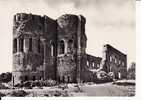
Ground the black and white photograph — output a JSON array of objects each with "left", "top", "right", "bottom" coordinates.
[{"left": 0, "top": 0, "right": 136, "bottom": 98}]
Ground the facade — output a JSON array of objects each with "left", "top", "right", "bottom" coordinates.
[
  {"left": 102, "top": 44, "right": 127, "bottom": 79},
  {"left": 12, "top": 13, "right": 126, "bottom": 84}
]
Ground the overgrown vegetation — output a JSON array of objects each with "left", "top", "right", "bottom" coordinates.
[
  {"left": 127, "top": 62, "right": 136, "bottom": 80},
  {"left": 15, "top": 80, "right": 57, "bottom": 89},
  {"left": 94, "top": 70, "right": 113, "bottom": 83},
  {"left": 0, "top": 72, "right": 12, "bottom": 83},
  {"left": 7, "top": 90, "right": 29, "bottom": 97}
]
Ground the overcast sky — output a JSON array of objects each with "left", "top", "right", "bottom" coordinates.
[{"left": 0, "top": 0, "right": 136, "bottom": 73}]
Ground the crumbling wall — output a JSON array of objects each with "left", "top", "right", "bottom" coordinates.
[{"left": 102, "top": 44, "right": 127, "bottom": 79}]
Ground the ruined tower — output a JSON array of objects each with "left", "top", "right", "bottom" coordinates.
[
  {"left": 57, "top": 14, "right": 87, "bottom": 82},
  {"left": 12, "top": 13, "right": 87, "bottom": 84},
  {"left": 12, "top": 13, "right": 57, "bottom": 84}
]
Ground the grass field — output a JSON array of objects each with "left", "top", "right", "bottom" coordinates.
[{"left": 0, "top": 83, "right": 135, "bottom": 97}]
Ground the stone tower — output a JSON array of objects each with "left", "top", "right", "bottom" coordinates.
[
  {"left": 57, "top": 14, "right": 87, "bottom": 82},
  {"left": 12, "top": 13, "right": 87, "bottom": 84},
  {"left": 12, "top": 13, "right": 57, "bottom": 84}
]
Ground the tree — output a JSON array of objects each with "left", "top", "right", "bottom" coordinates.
[{"left": 127, "top": 62, "right": 136, "bottom": 79}]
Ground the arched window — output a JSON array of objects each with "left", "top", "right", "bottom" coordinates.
[
  {"left": 59, "top": 40, "right": 65, "bottom": 54},
  {"left": 20, "top": 38, "right": 24, "bottom": 52},
  {"left": 29, "top": 38, "right": 32, "bottom": 51},
  {"left": 13, "top": 39, "right": 17, "bottom": 53},
  {"left": 93, "top": 62, "right": 95, "bottom": 67},
  {"left": 51, "top": 41, "right": 55, "bottom": 57},
  {"left": 38, "top": 39, "right": 41, "bottom": 53},
  {"left": 68, "top": 39, "right": 73, "bottom": 53},
  {"left": 87, "top": 61, "right": 89, "bottom": 66}
]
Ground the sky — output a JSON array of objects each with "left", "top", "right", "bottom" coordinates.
[{"left": 0, "top": 0, "right": 136, "bottom": 73}]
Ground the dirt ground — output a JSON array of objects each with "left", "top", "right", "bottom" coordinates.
[{"left": 0, "top": 83, "right": 135, "bottom": 97}]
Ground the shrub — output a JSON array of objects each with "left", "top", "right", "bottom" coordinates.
[
  {"left": 0, "top": 72, "right": 12, "bottom": 83},
  {"left": 44, "top": 90, "right": 69, "bottom": 97},
  {"left": 43, "top": 80, "right": 57, "bottom": 86},
  {"left": 0, "top": 83, "right": 9, "bottom": 89},
  {"left": 94, "top": 71, "right": 113, "bottom": 83},
  {"left": 0, "top": 92, "right": 6, "bottom": 97},
  {"left": 15, "top": 80, "right": 57, "bottom": 88},
  {"left": 8, "top": 90, "right": 29, "bottom": 97}
]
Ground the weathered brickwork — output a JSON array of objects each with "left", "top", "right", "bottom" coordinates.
[
  {"left": 102, "top": 44, "right": 127, "bottom": 79},
  {"left": 12, "top": 13, "right": 126, "bottom": 84}
]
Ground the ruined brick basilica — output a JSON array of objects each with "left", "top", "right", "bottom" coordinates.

□ □ □

### [EXERCISE DIRECTIONS]
Write out every line of the records above as a numbered list, omitting blank lines and the picture.

### [RESULT OF THIS TASK]
1. Ground the black and white photograph — output a JSON array of objects each with "left", "top", "right", "bottom" coordinates.
2. [{"left": 0, "top": 0, "right": 136, "bottom": 98}]
3. Ground the facade — output a JSON array of objects each with "left", "top", "right", "bottom" coordinates.
4. [
5.   {"left": 102, "top": 44, "right": 127, "bottom": 79},
6.   {"left": 12, "top": 13, "right": 126, "bottom": 84}
7. ]
8. Ground the overgrown vegetation — output a JSON array of objects each with "left", "top", "right", "bottom" coordinates.
9. [
10.   {"left": 127, "top": 62, "right": 136, "bottom": 80},
11.   {"left": 15, "top": 80, "right": 57, "bottom": 89},
12.   {"left": 94, "top": 70, "right": 113, "bottom": 83},
13.   {"left": 0, "top": 72, "right": 12, "bottom": 83},
14.   {"left": 7, "top": 90, "right": 29, "bottom": 97}
15. ]
16. Ground the overcast sky — output a JSON array of objects each with "left", "top", "right", "bottom" coordinates.
17. [{"left": 0, "top": 0, "right": 136, "bottom": 73}]
18. Ground the crumbling wall — output a JSON array of objects each with "left", "top", "right", "bottom" coordinates.
19. [{"left": 102, "top": 44, "right": 127, "bottom": 79}]
20. Ground the ruined tower — output a JSON array of objects each with "left", "top", "right", "bottom" coordinates.
21. [
22.   {"left": 57, "top": 14, "right": 87, "bottom": 82},
23.   {"left": 12, "top": 13, "right": 87, "bottom": 84},
24.   {"left": 12, "top": 13, "right": 57, "bottom": 84}
25. ]
26. Ground the grass field — output a JSON array of objects each with "left", "top", "right", "bottom" coordinates.
27. [{"left": 0, "top": 83, "right": 135, "bottom": 97}]
28. Ground the stone tower — output a JSON array of objects each with "left", "top", "right", "bottom" coordinates.
29. [
30.   {"left": 57, "top": 14, "right": 87, "bottom": 82},
31.   {"left": 12, "top": 13, "right": 87, "bottom": 84},
32.   {"left": 12, "top": 13, "right": 57, "bottom": 84}
33. ]
34. Ground the tree — output a JSON array of objects each with "left", "top", "right", "bottom" coordinates.
35. [{"left": 127, "top": 62, "right": 136, "bottom": 79}]
36. Ground the arched window — output a JSON array of objects each with "left", "top", "right", "bottom" coordinates.
37. [
38.   {"left": 59, "top": 40, "right": 65, "bottom": 54},
39.   {"left": 20, "top": 38, "right": 24, "bottom": 52},
40.   {"left": 29, "top": 38, "right": 32, "bottom": 51},
41.   {"left": 13, "top": 39, "right": 17, "bottom": 53},
42.   {"left": 93, "top": 62, "right": 95, "bottom": 67},
43.   {"left": 51, "top": 41, "right": 55, "bottom": 57},
44.   {"left": 38, "top": 39, "right": 41, "bottom": 53},
45.   {"left": 68, "top": 39, "right": 73, "bottom": 53},
46.   {"left": 87, "top": 61, "right": 89, "bottom": 66}
47. ]
48. Ground the sky — output a JSON array of objects each with "left", "top", "right", "bottom" coordinates.
49. [{"left": 0, "top": 0, "right": 136, "bottom": 73}]
50. Ground the dirt ground — output a JSON array of objects each with "left", "top", "right", "bottom" coordinates.
51. [{"left": 0, "top": 83, "right": 135, "bottom": 97}]
52. Ground the shrub — output a JSON array of objects each with "left", "top", "right", "bottom" coordinates.
53. [
54.   {"left": 0, "top": 72, "right": 12, "bottom": 83},
55.   {"left": 44, "top": 90, "right": 69, "bottom": 97},
56.   {"left": 43, "top": 80, "right": 57, "bottom": 86},
57.   {"left": 0, "top": 83, "right": 9, "bottom": 89},
58.   {"left": 94, "top": 71, "right": 113, "bottom": 83},
59.   {"left": 0, "top": 92, "right": 6, "bottom": 97},
60.   {"left": 15, "top": 80, "right": 57, "bottom": 88},
61.   {"left": 8, "top": 90, "right": 29, "bottom": 97}
62. ]
63. Ground the weathered brickwork — output a JSON array of objects each with "left", "top", "right", "bottom" coordinates.
64. [
65.   {"left": 102, "top": 44, "right": 127, "bottom": 79},
66.   {"left": 12, "top": 13, "right": 126, "bottom": 84}
67. ]
68. Ground the ruined brick basilica — output a JSON array of objects each with "left", "top", "right", "bottom" coordinates.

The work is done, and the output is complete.